> Work to do
A – In the classroom recording excerpt, rewrite the passage between "Repeated switching between" and "and explained below.", inclusive, swapping "video stream" for "video feed".
B – Pick up the classroom recording excerpt at the point where it stops and carry it forward.

> Excerpt provided
---------------

Each camera also has an input for the processed audio from the audio mixer 14. The cameras combine the video and audio signals to yield composite video/audios signals, before the composite signal is sent to the classroom server 6 for temporary storage.

Repeated switching between the views 720 provide “cuts”, a term of art in film production, to the video stream, which enhances the production values of the stored content as well as providing coverage of events by context. This sort of cutting is difficult or impossible to automate, and thus requires a human operator. The ability to capture events by human judgment adds great value to the quality of the captured content. 760 invokes the user interface displays illustrated on FIG. 4 and explained below.

The user interface controls 730, 740, and 750 provide the operator 21 with the ability to manually pan (730), tilt (740) and zoom (750) the instructor camera 10. User interface controls 470 and 480 provide the operator 21 with the ability to invoke either manual or automatic tracking of the instructor by camera 10.

User interface control 760 invokes the display illustrated in FIG. 4 for audio controls. On the operator audio user interface screen shown in FIG. 4, 710 displays the currently-selected video signal, 420 and 430 display the current levels of the audio signals from the instructor's microphone 15 and the mixed output of the student microphones 11 and 12 from the Internet Controlled Mixer. Controls 415 and 417 permit the operator 21 to send signals to the Internet Controlled Mixer to raise or lower, respectively, the level of the audio signal from the instructor microphone 15, and controls 416 and 418 permit the operator 21 to send signals to the Internet Controlled Mixer to raise or lower, respectively, the level of the audio signal from the mixed output of the student microphones 11 and 12 to the mixer 14. The raising and lowering operations thus invoked take place before the mixer 14 mixes the instructor microphone and the selected audience microphone.

---------------

> Given information
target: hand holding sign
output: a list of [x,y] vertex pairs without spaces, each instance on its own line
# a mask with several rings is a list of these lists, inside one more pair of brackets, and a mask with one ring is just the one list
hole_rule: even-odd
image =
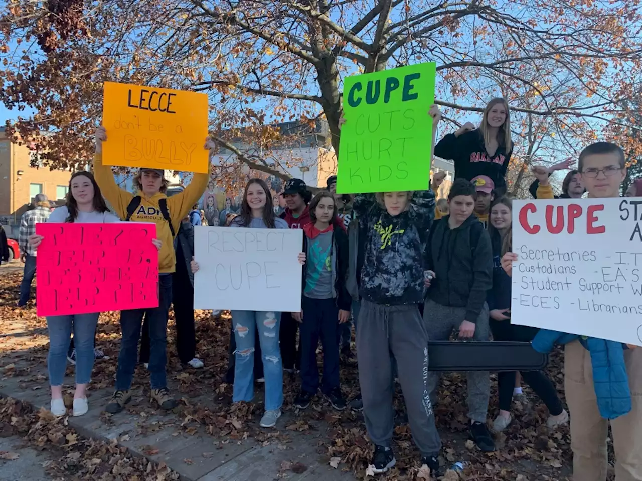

---------------

> Solved problems
A –
Repeated switching between the views 720 provide “cuts”, a term of art in film production, to the video feed, which enhances the production values of the stored content as well as providing coverage of events by context. This sort of cutting is difficult or impossible to automate, and thus requires a human operator. The ability to capture events by human judgment adds great value to the quality of the captured content. 760 invokes the user interface displays illustrated on FIG. 4 and explained below.

B –
450 is a VU meter displaying the overall level of the audio being recorded.

SYSTEM INTERACTIONS

FIG. 9 depicts the flow chart of the instructor 3's interaction with the system and FIG. 10 shows how the operator 21 interacts with the system . .

At 910, the instructor 3 enters the room and uses the instructor computer 2 to set up the classroom by entering details like course information, lecture number and course title. Instructor 3 also types and speaks one or more keywords representing the main themes of the lecture. This signals to the remote operator 21 that the instruction is about to start. The remote operator 21 checks the video camera images, checks that switching operation is working and the audio from the instructor microphone 15 is also working. The operator then acknowledges ‘all ok’ to the instructor 3 via television monitor 5 signaling to him that the classroom instruction can be delivered.

The remote operator 21 selects a view 720 and starts the recording process. He looks at the VU meter 450 on his UI to check if the instructor audio is at the level required for recording. If it is not, he boosts the gain or attenuates using the controls 415 and 417 on his screen and brings it to the required 0 db level. If a student speaks to ask a question or respond to the instructor, the operator selects via 720 the camera trained on the students and using user interface control 750, zooms in on the student. His eye is now glued to the VU meter 450 to ensure that the student audio is at the right level-if not, he uses the student audio user interface controls 416 and 418 to bring it to the required level even as the student is speaking.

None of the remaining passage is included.